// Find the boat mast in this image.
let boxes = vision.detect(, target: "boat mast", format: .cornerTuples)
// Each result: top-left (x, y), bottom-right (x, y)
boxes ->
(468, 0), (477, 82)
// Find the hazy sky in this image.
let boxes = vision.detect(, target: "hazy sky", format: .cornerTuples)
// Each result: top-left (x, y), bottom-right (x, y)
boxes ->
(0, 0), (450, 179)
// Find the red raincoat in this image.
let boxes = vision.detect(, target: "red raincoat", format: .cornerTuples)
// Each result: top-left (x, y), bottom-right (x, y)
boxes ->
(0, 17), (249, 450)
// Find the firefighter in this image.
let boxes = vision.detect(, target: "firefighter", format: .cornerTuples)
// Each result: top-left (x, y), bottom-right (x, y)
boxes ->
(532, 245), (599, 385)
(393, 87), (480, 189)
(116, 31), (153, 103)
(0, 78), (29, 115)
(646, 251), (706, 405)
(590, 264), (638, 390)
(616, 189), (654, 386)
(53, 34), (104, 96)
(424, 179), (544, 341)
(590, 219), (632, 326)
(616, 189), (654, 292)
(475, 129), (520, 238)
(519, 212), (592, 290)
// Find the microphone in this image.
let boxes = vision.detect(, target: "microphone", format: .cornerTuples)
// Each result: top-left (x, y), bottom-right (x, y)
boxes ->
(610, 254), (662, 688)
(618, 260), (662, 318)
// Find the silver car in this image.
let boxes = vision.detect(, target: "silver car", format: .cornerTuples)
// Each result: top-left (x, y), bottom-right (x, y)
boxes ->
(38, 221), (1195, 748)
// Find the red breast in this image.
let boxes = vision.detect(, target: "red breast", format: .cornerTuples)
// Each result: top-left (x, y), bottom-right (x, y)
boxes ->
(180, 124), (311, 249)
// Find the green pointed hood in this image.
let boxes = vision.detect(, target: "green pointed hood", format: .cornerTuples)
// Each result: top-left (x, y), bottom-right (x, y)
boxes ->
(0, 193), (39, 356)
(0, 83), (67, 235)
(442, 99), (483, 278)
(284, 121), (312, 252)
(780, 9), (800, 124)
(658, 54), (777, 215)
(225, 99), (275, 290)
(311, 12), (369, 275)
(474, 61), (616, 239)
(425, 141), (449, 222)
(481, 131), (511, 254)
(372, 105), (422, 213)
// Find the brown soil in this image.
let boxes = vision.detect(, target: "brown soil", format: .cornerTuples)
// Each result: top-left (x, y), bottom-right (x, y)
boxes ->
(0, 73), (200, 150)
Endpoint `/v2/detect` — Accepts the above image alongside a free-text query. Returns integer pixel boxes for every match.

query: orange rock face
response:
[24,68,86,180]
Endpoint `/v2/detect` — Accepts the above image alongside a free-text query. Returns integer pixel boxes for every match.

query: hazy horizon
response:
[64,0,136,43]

^^^^^^^^

### Goal
Rewrite every line of the records above as a Markdown table with the columns Row and Line. Number the rows in order and skip blank lines.

### Solution for this task
| Row | Line |
|---|---|
| 1 | // Find the boat mast in this image. |
| 2 | let boxes = vision.detect(, target: "boat mast", format: .cornerTuples) |
| 3 | // Each result: top-left (x, y), bottom-right (x, y) |
| 4 | boxes -> |
| 5 | (468, 0), (477, 82) |
| 6 | // Find the hazy sky in this image. |
| 7 | let boxes = vision.detect(, target: "hazy sky", format: .cornerTuples) |
| 8 | // Each result: top-left (x, y), bottom-right (x, y) |
| 9 | boxes -> |
| 10 | (0, 0), (450, 179) |
| 11 | // Find the red raincoat in this image. |
| 12 | let boxes = vision.detect(, target: "red raincoat", format: .cornerTuples) |
| 13 | // Each result: top-left (x, y), bottom-right (x, y) |
| 14 | boxes -> |
| 15 | (0, 17), (249, 450) |
| 16 | // Find the firefighter in this image. |
| 17 | let boxes = vision.detect(, target: "firefighter", format: .cornerTuples) |
| 18 | // Each result: top-left (x, y), bottom-right (x, y) |
| 19 | boxes -> |
| 20 | (532, 245), (599, 385) |
| 21 | (393, 87), (480, 189) |
| 22 | (116, 31), (153, 103) |
| 23 | (0, 78), (29, 115) |
| 24 | (646, 251), (706, 405) |
| 25 | (590, 264), (638, 390) |
| 26 | (616, 189), (654, 386) |
| 27 | (53, 34), (104, 96) |
| 28 | (424, 179), (544, 341) |
| 29 | (590, 219), (632, 326) |
| 30 | (616, 189), (654, 292) |
| 31 | (475, 129), (520, 238) |
| 32 | (519, 212), (592, 290) |
| 33 | // Find the microphone in this image. |
| 34 | let boxes = vision.detect(, target: "microphone", format: .cornerTuples) |
| 35 | // Each result: top-left (x, y), bottom-right (x, y) |
| 36 | boxes -> |
| 37 | (610, 254), (662, 688) |
| 38 | (618, 260), (662, 318) |
| 39 | // Find the silver car in this image. |
| 40 | let boxes = vision.detect(, target: "silver car", format: .cornerTuples) |
| 41 | // Each result: top-left (x, y), bottom-right (x, y) |
| 42 | boxes -> |
| 43 | (38, 221), (1195, 748) |
| 44 | // Find the red breast in this image. |
| 45 | let boxes = vision.detect(, target: "red breast", format: .cornerTuples) |
| 46 | // Each result: top-left (x, y), bottom-right (x, y) |
| 47 | boxes -> |
| 48 | (180, 124), (311, 249) |
| 49 | // Find the green pointed hood in this image. |
| 50 | let boxes = vision.detect(, target: "green pointed hood", format: .cornerTuples) |
| 51 | // Each result: top-left (x, y), bottom-right (x, y) |
| 52 | boxes -> |
| 53 | (0, 193), (39, 356) |
| 54 | (0, 83), (67, 235) |
| 55 | (442, 99), (483, 278) |
| 56 | (284, 121), (312, 252) |
| 57 | (780, 9), (800, 124) |
| 58 | (658, 54), (777, 215) |
| 59 | (225, 99), (275, 290) |
| 60 | (311, 12), (369, 275) |
| 61 | (474, 61), (616, 239) |
| 62 | (425, 141), (449, 222) |
| 63 | (481, 131), (511, 254) |
| 64 | (372, 105), (422, 213) |
| 65 | // Find the brown soil in this image. |
| 66 | let boxes = vision.detect(, target: "brown soil", format: .cornerTuples) |
| 67 | // Each result: top-left (x, y), bottom-right (x, y) |
| 68 | boxes -> |
| 69 | (0, 73), (200, 150) |
| 70 | Endpoint `/v2/detect` — Accepts the above image alongside a free-text query. Returns integer pixel boxes for every match. |
| 71 | query: orange rock face |
| 72 | response: |
| 73 | [24,68,86,180] |
| 74 | Endpoint `/v2/detect` — Accepts the above image alongside a free-text query. Returns integer pixel boxes for every match. |
| 75 | query: hazy horizon |
| 76 | response: |
| 77 | [64,0,136,43] |